*** PROVIDED DATA ***
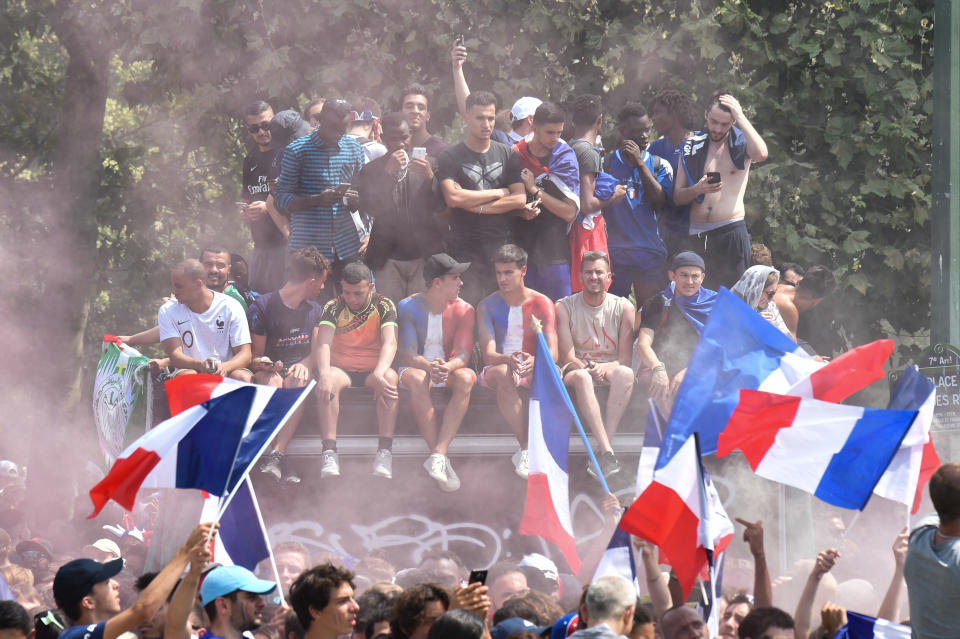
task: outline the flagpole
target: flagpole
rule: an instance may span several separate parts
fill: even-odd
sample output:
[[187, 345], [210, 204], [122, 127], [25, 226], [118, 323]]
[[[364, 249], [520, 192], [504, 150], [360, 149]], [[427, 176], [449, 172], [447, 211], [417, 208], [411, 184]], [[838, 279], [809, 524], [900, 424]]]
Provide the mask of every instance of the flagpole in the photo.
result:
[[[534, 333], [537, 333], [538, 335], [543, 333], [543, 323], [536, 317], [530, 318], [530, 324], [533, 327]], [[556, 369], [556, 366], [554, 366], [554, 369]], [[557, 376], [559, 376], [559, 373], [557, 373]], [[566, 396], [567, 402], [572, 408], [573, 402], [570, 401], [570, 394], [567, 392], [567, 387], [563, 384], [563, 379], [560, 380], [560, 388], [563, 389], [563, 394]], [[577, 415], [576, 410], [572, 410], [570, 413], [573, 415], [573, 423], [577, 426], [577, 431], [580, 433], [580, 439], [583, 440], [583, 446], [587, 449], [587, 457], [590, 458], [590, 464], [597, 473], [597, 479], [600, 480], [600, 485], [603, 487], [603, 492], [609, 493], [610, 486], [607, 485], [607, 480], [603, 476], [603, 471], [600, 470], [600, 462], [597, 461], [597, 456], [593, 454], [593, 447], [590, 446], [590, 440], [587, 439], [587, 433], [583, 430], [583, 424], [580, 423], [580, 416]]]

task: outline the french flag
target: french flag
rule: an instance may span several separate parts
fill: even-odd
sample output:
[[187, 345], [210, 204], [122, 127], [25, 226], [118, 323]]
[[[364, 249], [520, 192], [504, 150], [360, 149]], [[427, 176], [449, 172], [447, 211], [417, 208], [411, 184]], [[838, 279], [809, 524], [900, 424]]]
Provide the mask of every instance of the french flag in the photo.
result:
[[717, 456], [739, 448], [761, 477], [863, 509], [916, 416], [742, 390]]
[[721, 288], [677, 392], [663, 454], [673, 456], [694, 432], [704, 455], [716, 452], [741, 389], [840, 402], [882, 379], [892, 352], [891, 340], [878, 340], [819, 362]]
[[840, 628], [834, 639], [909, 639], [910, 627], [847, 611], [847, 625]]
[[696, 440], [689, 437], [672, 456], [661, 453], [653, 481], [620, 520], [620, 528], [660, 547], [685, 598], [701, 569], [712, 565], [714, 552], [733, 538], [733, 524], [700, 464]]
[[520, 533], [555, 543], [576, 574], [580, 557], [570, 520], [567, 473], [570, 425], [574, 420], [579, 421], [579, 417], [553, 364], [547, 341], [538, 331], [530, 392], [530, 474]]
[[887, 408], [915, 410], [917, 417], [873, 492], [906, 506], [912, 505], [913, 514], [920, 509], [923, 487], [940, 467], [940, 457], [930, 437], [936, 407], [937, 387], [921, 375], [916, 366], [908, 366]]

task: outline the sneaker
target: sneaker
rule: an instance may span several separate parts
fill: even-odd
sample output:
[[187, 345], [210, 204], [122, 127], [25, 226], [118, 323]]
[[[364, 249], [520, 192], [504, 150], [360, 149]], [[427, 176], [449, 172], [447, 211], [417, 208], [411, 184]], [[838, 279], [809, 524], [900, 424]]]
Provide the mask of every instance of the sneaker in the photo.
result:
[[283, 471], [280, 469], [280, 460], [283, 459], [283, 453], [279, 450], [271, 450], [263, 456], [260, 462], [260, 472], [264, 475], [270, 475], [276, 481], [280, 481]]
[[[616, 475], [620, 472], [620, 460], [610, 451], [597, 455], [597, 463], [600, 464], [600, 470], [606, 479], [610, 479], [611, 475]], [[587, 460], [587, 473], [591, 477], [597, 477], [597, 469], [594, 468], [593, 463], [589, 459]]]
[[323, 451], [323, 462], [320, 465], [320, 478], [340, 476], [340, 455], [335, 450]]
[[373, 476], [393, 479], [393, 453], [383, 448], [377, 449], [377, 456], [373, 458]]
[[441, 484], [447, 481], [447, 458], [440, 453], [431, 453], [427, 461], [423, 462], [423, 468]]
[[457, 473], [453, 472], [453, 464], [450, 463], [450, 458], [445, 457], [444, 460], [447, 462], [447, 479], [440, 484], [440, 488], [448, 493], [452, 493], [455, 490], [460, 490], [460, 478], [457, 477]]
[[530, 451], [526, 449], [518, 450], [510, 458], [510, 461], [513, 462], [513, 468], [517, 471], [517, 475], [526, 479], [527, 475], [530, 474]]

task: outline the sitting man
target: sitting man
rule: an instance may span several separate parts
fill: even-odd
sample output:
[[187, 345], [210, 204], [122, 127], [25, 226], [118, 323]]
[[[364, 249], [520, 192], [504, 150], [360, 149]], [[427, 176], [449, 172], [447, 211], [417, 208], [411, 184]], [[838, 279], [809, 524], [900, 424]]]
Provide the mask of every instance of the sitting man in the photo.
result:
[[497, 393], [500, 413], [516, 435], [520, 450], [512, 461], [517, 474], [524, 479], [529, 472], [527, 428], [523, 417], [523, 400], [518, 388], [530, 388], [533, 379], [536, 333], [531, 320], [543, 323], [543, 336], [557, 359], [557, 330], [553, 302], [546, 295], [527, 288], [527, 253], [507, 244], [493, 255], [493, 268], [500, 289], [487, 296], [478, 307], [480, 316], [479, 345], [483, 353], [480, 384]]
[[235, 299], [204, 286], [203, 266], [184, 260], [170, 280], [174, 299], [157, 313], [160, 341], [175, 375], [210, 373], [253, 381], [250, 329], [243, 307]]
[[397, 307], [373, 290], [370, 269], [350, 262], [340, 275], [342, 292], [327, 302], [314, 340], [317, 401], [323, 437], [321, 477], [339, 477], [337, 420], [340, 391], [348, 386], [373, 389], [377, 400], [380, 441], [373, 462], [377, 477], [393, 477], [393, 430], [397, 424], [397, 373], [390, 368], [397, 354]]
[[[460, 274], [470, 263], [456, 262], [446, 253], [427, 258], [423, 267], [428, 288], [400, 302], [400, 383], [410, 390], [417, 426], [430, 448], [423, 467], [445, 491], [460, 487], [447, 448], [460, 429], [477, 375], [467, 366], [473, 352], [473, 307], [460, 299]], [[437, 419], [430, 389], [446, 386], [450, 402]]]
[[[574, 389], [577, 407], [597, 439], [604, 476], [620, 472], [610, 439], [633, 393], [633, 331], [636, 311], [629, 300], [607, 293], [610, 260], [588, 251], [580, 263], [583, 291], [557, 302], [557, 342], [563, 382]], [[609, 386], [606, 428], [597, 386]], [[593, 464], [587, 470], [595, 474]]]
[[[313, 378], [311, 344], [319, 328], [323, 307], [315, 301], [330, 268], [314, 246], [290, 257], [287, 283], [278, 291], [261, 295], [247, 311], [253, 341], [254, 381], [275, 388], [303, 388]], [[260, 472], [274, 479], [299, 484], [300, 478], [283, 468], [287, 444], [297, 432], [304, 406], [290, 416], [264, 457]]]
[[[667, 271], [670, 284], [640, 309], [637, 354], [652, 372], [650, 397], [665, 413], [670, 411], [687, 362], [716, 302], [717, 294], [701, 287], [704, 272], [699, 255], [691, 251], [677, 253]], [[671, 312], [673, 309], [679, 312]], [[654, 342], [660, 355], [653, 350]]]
***
*** PROVIDED DATA ***
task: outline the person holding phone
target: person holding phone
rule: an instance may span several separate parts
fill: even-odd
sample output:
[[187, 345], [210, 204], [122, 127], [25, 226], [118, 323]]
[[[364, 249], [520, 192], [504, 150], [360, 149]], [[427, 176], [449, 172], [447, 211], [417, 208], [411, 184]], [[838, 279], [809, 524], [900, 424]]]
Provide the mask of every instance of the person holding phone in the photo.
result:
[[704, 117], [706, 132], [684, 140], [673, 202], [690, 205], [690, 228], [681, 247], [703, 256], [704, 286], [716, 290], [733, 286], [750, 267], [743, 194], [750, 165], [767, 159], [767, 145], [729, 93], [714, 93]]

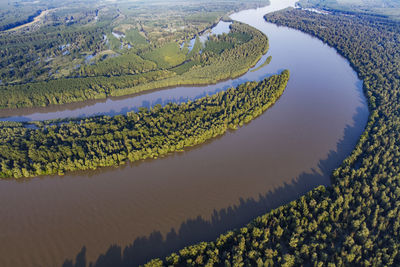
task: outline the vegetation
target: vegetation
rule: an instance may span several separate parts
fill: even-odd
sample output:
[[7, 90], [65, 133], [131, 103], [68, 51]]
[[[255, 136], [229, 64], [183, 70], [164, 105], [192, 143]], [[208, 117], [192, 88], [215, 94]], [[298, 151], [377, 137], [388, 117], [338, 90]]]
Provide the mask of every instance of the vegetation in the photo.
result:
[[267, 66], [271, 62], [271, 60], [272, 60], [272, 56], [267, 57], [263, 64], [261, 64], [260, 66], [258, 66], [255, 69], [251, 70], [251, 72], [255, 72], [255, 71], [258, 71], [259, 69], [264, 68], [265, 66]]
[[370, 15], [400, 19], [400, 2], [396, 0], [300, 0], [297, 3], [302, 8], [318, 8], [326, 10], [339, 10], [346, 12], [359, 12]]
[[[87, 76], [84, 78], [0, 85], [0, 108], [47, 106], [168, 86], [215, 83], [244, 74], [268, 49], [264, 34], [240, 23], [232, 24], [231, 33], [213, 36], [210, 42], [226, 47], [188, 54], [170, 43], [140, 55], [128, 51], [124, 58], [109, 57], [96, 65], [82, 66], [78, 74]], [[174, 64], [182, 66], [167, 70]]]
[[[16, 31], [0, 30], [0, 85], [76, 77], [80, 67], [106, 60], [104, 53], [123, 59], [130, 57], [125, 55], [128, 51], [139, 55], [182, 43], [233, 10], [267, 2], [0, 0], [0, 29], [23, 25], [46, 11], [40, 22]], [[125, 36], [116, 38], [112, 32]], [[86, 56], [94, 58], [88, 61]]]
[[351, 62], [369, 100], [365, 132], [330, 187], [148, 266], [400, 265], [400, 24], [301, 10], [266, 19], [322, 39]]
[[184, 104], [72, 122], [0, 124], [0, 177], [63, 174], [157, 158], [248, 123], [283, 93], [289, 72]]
***
Quote the records word for word, starting at the line that contains "task: outline the vegetation" and ending at the line that contains "19], [322, 39]]", both lines included.

task: outline the vegetation
target: vegetation
rule: an instance may span several separate parts
fill: even-odd
sample output:
[[7, 90], [65, 133], [131, 103], [68, 51]]
[[[255, 136], [229, 64], [183, 70], [164, 105], [192, 143]], [[208, 117], [192, 88], [215, 94]], [[298, 151], [377, 137], [388, 117], [338, 90]]]
Provide the mask of every instance of the vegetation in the photo.
result:
[[267, 66], [271, 62], [271, 60], [272, 60], [272, 56], [267, 57], [263, 64], [261, 64], [260, 66], [258, 66], [255, 69], [251, 70], [251, 72], [255, 72], [255, 71], [258, 71], [259, 69], [264, 68], [265, 66]]
[[370, 15], [400, 19], [400, 2], [396, 0], [300, 0], [297, 3], [302, 8], [318, 8], [326, 10], [339, 10], [346, 12], [359, 12]]
[[[87, 76], [84, 78], [0, 85], [0, 108], [47, 106], [168, 86], [215, 83], [244, 74], [268, 49], [264, 34], [240, 23], [232, 24], [231, 33], [213, 36], [210, 42], [226, 47], [188, 54], [170, 43], [140, 55], [128, 51], [124, 58], [109, 57], [96, 65], [82, 66], [78, 74]], [[174, 64], [182, 66], [167, 70]]]
[[[16, 31], [0, 30], [0, 85], [76, 77], [80, 67], [106, 60], [104, 53], [123, 59], [130, 57], [125, 55], [128, 51], [139, 55], [182, 43], [233, 10], [267, 2], [0, 0], [0, 29], [23, 25], [46, 11], [40, 22]], [[125, 36], [116, 38], [112, 32]], [[86, 56], [94, 58], [88, 61]]]
[[351, 62], [369, 100], [365, 132], [330, 187], [148, 266], [400, 265], [400, 24], [301, 10], [266, 19], [322, 39]]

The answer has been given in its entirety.